EXERCISE BRIEF:
Turn the listing below into a numbered list, omitting any blank lines.

MATERIAL PROVIDED:
** Begin **

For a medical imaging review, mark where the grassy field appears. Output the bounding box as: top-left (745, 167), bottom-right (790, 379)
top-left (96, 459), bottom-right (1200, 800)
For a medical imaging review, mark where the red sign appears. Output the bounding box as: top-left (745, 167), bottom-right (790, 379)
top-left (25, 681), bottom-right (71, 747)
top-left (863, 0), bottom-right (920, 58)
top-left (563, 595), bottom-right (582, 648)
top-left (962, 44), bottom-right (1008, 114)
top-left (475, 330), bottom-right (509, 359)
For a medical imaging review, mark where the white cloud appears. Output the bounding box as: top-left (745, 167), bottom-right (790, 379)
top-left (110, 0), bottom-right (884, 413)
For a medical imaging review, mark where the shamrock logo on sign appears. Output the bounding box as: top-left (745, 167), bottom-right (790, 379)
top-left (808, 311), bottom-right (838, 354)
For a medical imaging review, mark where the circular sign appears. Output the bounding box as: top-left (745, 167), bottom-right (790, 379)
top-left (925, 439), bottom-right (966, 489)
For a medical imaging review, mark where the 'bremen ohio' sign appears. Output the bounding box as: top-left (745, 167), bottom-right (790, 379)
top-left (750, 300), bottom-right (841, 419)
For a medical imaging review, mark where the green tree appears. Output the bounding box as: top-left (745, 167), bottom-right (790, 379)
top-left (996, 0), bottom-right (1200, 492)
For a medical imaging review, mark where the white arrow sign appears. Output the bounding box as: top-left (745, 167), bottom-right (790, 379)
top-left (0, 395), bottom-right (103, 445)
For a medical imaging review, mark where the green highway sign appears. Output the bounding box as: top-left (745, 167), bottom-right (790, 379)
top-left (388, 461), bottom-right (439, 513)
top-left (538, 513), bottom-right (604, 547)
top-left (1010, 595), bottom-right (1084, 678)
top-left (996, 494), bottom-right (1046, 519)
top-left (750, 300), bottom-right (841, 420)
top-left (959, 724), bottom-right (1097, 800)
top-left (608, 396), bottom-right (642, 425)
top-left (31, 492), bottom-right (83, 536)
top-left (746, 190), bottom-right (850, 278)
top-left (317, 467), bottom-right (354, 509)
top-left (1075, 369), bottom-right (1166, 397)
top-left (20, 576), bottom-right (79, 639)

** End **

RIGHT ANSWER:
1. For a medical imaging review, mark where the grassy field appears. Output the bounding box as: top-left (745, 167), bottom-right (790, 379)
2. top-left (96, 459), bottom-right (1200, 800)
3. For a medical imaging review, mark where the red sign appears. Output the bounding box as: top-left (745, 167), bottom-right (790, 379)
4. top-left (25, 681), bottom-right (71, 747)
5. top-left (863, 0), bottom-right (920, 58)
6. top-left (563, 595), bottom-right (582, 648)
7. top-left (962, 44), bottom-right (1008, 114)
8. top-left (475, 330), bottom-right (509, 359)
9. For a medical imaging review, mark where the white cloud appears. Output the bounding box as: top-left (745, 167), bottom-right (790, 379)
10. top-left (110, 0), bottom-right (884, 413)
11. For a medical imaging review, mark where the shamrock logo on sign appears. Output the bounding box as: top-left (745, 167), bottom-right (790, 379)
12. top-left (808, 311), bottom-right (838, 354)
13. For a medical imaging review, mark where the circular sign appears. Output the bounding box as: top-left (745, 167), bottom-right (790, 379)
14. top-left (925, 439), bottom-right (966, 489)
15. For a medical imaging review, mark where the 'bremen ohio' sign appears. Output the bounding box as: top-left (745, 167), bottom-right (790, 379)
16. top-left (750, 300), bottom-right (841, 419)
17. For a medical imaging review, mark where the green tree appears. Output the bounding box as: top-left (745, 167), bottom-right (790, 379)
18. top-left (996, 0), bottom-right (1200, 492)
19. For a medical imaging review, mark where the white arrow sign appears. Output the bounding box as: top-left (745, 167), bottom-right (790, 379)
20. top-left (0, 395), bottom-right (103, 445)
21. For a medical imaging review, mark where the green highway sign appears. Output the bounding box as: top-left (745, 167), bottom-right (790, 379)
22. top-left (388, 461), bottom-right (439, 513)
23. top-left (538, 513), bottom-right (604, 547)
24. top-left (1010, 595), bottom-right (1084, 678)
25. top-left (996, 494), bottom-right (1046, 519)
26. top-left (750, 300), bottom-right (841, 420)
27. top-left (959, 724), bottom-right (1097, 800)
28. top-left (608, 396), bottom-right (642, 425)
29. top-left (31, 492), bottom-right (83, 536)
30. top-left (746, 190), bottom-right (850, 278)
31. top-left (317, 467), bottom-right (354, 509)
32. top-left (1075, 369), bottom-right (1166, 397)
33. top-left (20, 576), bottom-right (79, 639)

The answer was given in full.